● Exercises to complete
- A) In the drilling text, what bottomhole temperature can deep gas wells in the Gulf of Mexico reach?
- B) List every item Florence suggested in the drilling text in answer to "What change can we tolerate?"
- C) Continue the drilling text from its last sentence.

● Text section
Mechanization, such as power slips and iron roughnecks, provides strength in operations beyond human’s manual capability. Drill-floor robotics is an example of automation that emulates repetitive motions and reduces human exposure.
At the outset, automated systems go to high-end rigs, because the value is easier to see, and more money is available for R&D on those projects. The challenging business case is how to migrate and deploy higher technology on other rigs. Internationally, Florence said it’s important to realize that cultural differences cause equipment to be used differently in disparate geographic areas. And in order for changes to be fully utilized, there must be recognizable value for everyone from the drilling superintendents to the rig crews.
What change can we tolerate? Florence suggested controllers built to reduce training requirements, equipment monitoring and diagnostic improvements, real-time dynamic models, and systems that handle multiple models and multiple control inputs simultaneously. Once we understand how technology on the drill floor affects the well, we’ll drill more wells cost-effectively and drill wells not possible before.
BP
BP’s vice-president of drilling and completion engineering, Scott Sigurdson, said that in all our industry operations, its important to get it right the first time. Wells are getting more complex―deeper, hotter, and higher-pressured, with ever-increasing reach and targeting unconventional reservoirs. Deep gas bottomhole temperatures in the Gulf of Mexico can reach 500º F, with 25,000 psi wellhead pressures. BP’s Liberty wells off Alaska will stretch beyond 40,000 ft.
BP has programs to assess competencies for employee’s early (1-2 year) career, but not beyond 3 years.

● Records supplied
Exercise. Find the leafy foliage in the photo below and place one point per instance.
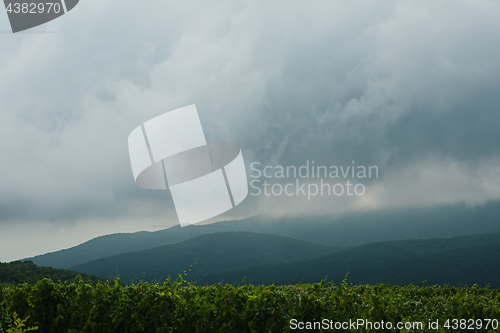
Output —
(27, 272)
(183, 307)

...

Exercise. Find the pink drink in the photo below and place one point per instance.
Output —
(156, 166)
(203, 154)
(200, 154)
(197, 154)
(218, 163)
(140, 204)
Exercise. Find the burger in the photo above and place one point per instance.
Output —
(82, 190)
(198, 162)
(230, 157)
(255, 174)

--

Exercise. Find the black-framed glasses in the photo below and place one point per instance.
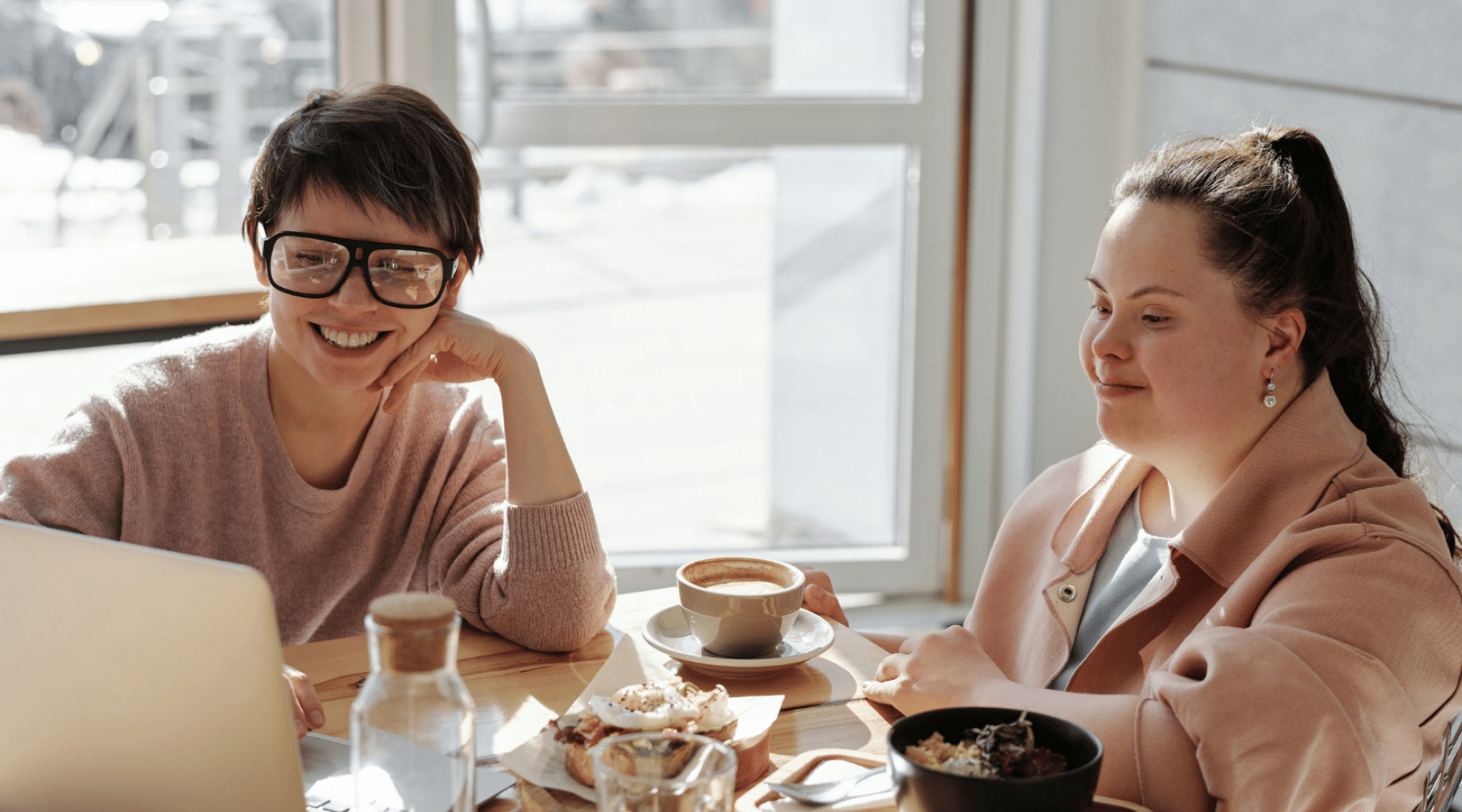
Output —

● Results by task
- A) 500º F

- B)
- Controllers built to reduce training requirements
- Equipment monitoring and diagnostic improvements
- Real-time dynamic models
- Systems that handle multiple models and multiple control inputs simultaneously

- C)
Old salt
Mark Childers was the final speaker, and pointed out that for more than 25 years, technology in this industry has been innovative and successful, opening mammoth reserves. But new technology is not always better, nor safer, and adding new some technology has sacrificed rig operational efficiency and reduced the ability of rig personnel to operate independently. He pointed out three main areas of concern:
1. Widespread use of exotic and complex electronics, even for simple and straightforward tasks and equipment.
2. Temperamental deepwater subsea BOP control systems that require extensive repair time and are not redeployable. A typical control pod for an all-hydraulic BOP, which Childers’ recognized could not be used subsea, weighs about 4,000 lbs, while subsea BOPs weigh 40,000 lbs, are non-retrievable and non-reinstallable. The extensive downtime sometimes requires reconditioning of the hole, adding to the cost. It makes sense to modularize subsea control systems, Childers said, so that repairs can be performed with ROVs and wireline operations.
3. Tubular pipe-handling systems that actually introduce inefficiencies and downtime.
We need to consider the cost of new technology versus the savings in operational time and safety.